How many lines in the material below contain the word "black"? Reply with the number alone.

──────

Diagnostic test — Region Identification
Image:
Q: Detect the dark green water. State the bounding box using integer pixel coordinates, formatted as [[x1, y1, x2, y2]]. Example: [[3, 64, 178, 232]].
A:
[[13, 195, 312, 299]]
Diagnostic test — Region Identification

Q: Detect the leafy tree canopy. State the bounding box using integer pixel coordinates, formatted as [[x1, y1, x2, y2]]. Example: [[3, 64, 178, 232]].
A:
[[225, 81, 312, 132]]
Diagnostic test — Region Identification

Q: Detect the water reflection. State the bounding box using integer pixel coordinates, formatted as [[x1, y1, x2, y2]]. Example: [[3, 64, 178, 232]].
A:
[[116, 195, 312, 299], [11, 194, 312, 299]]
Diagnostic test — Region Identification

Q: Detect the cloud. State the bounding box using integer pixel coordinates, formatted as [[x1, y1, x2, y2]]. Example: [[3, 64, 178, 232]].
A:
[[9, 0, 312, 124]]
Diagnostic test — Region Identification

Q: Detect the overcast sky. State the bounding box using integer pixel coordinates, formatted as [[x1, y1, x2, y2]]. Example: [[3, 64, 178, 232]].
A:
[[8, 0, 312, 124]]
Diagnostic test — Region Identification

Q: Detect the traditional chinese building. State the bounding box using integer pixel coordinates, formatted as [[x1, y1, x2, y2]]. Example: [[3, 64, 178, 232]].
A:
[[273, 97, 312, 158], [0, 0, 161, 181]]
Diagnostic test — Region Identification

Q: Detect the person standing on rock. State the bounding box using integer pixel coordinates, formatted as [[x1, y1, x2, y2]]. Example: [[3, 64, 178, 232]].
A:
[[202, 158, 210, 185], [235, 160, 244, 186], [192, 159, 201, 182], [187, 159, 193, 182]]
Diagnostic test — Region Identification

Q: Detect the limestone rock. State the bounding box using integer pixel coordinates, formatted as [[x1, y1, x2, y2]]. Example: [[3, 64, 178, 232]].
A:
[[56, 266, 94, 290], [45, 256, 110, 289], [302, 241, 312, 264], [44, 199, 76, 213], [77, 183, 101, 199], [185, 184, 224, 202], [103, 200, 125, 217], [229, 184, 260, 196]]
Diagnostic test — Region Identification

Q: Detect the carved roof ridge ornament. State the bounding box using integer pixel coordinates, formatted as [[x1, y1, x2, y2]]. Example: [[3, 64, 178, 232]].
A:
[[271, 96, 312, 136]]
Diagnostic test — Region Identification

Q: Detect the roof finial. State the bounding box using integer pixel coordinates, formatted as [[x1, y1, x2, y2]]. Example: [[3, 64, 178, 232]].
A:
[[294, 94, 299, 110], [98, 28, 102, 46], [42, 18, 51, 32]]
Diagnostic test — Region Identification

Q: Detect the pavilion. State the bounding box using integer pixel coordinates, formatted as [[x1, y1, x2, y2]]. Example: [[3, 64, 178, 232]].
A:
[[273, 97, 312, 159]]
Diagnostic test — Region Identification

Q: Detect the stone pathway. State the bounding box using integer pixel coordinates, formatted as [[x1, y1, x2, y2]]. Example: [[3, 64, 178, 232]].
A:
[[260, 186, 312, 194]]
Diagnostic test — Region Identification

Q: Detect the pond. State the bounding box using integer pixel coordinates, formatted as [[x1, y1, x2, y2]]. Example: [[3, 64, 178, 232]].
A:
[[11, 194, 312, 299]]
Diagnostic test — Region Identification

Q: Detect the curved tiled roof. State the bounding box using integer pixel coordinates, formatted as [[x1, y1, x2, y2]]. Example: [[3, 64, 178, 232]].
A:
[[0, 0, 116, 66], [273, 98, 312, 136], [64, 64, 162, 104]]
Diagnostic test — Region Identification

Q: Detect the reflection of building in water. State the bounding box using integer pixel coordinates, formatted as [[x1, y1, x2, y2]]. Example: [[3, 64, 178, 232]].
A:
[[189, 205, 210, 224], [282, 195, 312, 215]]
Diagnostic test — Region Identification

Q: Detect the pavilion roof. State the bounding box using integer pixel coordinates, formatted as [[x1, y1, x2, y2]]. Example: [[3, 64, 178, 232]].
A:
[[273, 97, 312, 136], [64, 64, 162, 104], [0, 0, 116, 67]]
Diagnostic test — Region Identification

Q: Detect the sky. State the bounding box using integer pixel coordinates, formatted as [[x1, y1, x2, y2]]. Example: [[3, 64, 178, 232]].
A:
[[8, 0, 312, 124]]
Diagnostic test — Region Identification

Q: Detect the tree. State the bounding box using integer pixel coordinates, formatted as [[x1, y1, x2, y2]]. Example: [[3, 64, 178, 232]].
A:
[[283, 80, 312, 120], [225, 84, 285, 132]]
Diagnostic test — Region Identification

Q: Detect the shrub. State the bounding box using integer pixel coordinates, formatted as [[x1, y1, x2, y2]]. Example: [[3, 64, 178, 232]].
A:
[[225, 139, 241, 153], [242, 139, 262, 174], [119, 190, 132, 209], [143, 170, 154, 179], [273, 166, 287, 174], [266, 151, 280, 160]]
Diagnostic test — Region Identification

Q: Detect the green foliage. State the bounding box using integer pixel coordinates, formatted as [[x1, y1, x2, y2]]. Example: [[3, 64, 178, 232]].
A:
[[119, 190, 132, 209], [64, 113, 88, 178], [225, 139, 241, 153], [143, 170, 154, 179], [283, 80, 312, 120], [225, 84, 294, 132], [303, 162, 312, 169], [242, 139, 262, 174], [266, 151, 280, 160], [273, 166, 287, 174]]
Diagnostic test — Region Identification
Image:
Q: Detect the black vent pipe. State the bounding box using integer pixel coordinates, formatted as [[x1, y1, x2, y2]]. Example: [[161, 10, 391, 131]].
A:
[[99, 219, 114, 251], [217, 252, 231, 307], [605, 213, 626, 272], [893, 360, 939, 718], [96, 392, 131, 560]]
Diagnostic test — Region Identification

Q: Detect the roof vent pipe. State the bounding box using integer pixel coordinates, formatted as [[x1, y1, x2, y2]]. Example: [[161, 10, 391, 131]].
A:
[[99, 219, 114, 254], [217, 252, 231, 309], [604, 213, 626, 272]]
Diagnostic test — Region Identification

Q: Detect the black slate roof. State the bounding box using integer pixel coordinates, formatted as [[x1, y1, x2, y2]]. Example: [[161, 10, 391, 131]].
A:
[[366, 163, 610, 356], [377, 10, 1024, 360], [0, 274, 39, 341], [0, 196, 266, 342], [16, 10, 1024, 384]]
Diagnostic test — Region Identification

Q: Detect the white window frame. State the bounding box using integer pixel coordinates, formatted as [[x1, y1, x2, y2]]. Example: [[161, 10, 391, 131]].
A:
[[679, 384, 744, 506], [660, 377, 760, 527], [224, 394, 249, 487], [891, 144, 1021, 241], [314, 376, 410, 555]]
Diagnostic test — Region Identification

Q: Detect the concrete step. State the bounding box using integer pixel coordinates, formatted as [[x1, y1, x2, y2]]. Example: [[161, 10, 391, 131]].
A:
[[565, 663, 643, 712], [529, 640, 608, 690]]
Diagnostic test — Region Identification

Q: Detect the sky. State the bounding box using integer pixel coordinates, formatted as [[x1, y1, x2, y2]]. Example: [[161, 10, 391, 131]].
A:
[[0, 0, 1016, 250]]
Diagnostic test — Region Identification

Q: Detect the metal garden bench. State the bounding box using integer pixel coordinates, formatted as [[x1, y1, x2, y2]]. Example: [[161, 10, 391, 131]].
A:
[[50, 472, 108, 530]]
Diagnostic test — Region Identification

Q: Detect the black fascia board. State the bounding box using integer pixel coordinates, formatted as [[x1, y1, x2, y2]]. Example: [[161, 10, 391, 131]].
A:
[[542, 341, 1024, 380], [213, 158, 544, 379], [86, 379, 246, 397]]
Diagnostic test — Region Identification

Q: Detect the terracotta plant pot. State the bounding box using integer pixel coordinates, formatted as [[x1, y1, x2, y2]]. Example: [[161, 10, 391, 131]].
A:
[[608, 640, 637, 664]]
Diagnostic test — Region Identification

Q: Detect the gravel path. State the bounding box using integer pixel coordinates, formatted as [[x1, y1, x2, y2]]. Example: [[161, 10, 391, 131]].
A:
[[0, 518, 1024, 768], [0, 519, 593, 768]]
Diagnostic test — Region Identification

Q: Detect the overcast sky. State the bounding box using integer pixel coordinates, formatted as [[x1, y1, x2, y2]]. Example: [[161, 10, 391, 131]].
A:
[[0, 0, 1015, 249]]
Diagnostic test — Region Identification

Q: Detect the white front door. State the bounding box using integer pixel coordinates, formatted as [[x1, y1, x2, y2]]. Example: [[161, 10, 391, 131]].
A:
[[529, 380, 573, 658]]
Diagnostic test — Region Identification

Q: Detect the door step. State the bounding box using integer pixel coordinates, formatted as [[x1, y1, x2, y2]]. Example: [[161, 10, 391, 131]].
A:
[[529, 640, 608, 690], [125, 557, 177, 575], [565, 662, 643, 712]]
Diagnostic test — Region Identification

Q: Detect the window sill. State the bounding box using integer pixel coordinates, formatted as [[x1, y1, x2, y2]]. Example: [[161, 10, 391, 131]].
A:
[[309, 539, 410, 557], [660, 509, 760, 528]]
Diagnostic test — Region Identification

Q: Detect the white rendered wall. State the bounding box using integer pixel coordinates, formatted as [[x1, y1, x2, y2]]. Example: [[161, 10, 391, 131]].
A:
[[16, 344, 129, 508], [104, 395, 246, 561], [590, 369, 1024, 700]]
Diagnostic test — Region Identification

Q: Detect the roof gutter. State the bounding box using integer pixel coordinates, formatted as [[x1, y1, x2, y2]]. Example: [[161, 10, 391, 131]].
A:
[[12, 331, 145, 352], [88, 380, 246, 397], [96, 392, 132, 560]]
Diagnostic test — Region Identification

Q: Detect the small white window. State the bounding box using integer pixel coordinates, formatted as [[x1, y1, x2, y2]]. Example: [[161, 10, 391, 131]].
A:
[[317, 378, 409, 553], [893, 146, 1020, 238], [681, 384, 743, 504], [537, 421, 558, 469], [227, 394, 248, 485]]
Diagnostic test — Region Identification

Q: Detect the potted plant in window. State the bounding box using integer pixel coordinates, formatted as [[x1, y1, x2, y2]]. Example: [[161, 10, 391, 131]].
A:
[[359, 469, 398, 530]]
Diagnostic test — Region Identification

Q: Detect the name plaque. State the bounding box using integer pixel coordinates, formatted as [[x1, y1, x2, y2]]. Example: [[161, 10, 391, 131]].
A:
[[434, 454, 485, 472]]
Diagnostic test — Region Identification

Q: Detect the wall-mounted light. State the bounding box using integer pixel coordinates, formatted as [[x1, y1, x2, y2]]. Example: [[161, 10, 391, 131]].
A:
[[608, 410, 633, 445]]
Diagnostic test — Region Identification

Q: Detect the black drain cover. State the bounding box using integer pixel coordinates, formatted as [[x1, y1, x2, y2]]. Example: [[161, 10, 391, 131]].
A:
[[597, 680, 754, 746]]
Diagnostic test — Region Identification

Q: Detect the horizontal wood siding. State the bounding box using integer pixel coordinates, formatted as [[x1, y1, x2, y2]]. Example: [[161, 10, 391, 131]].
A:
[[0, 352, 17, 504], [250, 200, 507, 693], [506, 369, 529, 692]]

──────

Full answer ▸
4